本発明は、金属の酸化や金属酸化物等の変質を抑え、緻密な溶射皮膜を形成することができるHVAF溶射装置に関する。
金属や金属酸化物を溶射することにより材料の変質を抑制した金属、セラミックス又は樹脂の皮膜を基材にコーティングする方法については、様々な方法が提案されている。例えば、減圧プラズマ溶射では、チャンバー内を不活性減圧雰囲気にして、原料の金属をプラズマジェットによって溶融して成膜する。しかし、この減圧プラズマ溶射では、皮膜の品質は優れているものの、コストが非常に高いという問題がある。
また、酸素を燃焼の酸化剤(助燃剤)として使用する高速フレーム溶射(High Velocity Oxy−Fuel:HVOF)が提案されている(例えば、特許文献1参照)。しかし、フレームが高温であるため、金属が酸化されてしまう問題がある。上記問題を解決すべく、不活性ガスを混合することにより、燃焼ガス温度を制御した高速フレーム溶射が提案されている(例えば、特許文献2、3参照)。しかし、この方法では、金属の溶融温度未満での溶射が可能であるものの、燃焼の酸化剤に純酸素及びガス温度制御に窒素などの不活性ガス等を用いるため、コストが高いという問題がある。
さらに、低温での溶射が可能なコールドスプレーが提案されている。しかし、この方法では、アルミニウムや銅などの軟質金属では緻密な皮膜が得られるが、チタンでは作動ガスに高価なヘリウムを使わなければ、緻密な皮膜の形成は困難である。また、コールドスプレーでは、作動ガスとして、ヘリウムや窒素等の工業用ガスを大量に使用するため、コストが非常に高いという問題がある。
金属や金属酸化物を溶射する際に、コストを比較的低く抑える方法として、圧縮空気を燃焼の酸化剤として使用するHVAF(High Velocity Air−Fuel)溶射装置があるが、HVAF溶射装置を用いた場合であっても、フレームは比較的高温であるため、金属の酸化や金属酸化物の変質が発生するという問題があった。

▶ **指示**
1 - 溶射の文章から、「本発明は、金属の酸化や金属酸」から「の、コストが非常に高いという問題がある。」までの部分をすべて抜き出すこと。
2 - 溶射の文章の要点を二文でまとめること。

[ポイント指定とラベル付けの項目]
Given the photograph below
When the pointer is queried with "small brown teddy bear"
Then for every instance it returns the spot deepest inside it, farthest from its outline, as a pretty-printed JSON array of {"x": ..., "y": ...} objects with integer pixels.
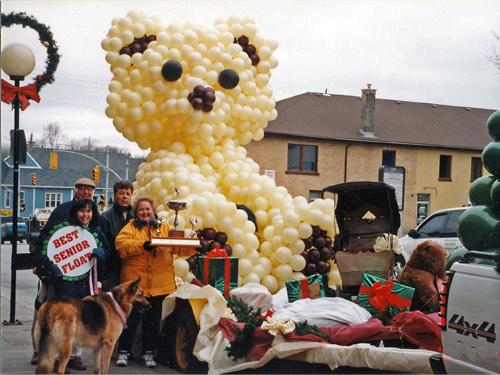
[{"x": 426, "y": 264}]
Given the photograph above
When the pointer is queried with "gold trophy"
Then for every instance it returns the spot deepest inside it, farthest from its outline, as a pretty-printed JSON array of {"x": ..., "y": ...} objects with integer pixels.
[
  {"x": 177, "y": 206},
  {"x": 177, "y": 237}
]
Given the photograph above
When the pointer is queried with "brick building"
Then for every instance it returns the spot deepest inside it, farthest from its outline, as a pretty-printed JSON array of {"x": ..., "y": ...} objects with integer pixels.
[{"x": 320, "y": 139}]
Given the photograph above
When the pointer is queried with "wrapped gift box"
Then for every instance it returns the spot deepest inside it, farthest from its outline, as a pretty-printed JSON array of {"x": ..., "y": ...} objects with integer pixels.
[
  {"x": 311, "y": 287},
  {"x": 384, "y": 297},
  {"x": 219, "y": 270}
]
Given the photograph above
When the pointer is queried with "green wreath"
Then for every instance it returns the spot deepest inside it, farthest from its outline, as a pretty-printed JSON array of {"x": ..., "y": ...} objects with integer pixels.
[
  {"x": 45, "y": 37},
  {"x": 55, "y": 229}
]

▶ **正解**
1 -
本発明は、金属の酸化や金属酸化物等の変質を抑え、緻密な溶射皮膜を形成することができるHVAF溶射装置に関する。
金属や金属酸化物を溶射することにより材料の変質を抑制した金属、セラミックス又は樹脂の皮膜を基材にコーティングする方法については、様々な方法が提案されている。例えば、減圧プラズマ溶射では、チャンバー内を不活性減圧雰囲気にして、原料の金属をプラズマジェットによって溶融して成膜する。しかし、この減圧プラズマ溶射では、皮膜の品質は優れているものの、コストが非常に高いという問題がある。

2 - この文章は、金属の酸化や金属酸化物等の変質を抑え、緻密な溶射皮膜を形成できるHVAF溶射装置に関するものである。減圧プラズマ溶射、高速フレーム溶射、コールドスプレーにはコストの高さなどの問題があり、コストを比較的低く抑えられるHVAF溶射装置でも、フレームが比較的高温であるため金属の酸化や金属酸化物の変質が起きるという問題があった。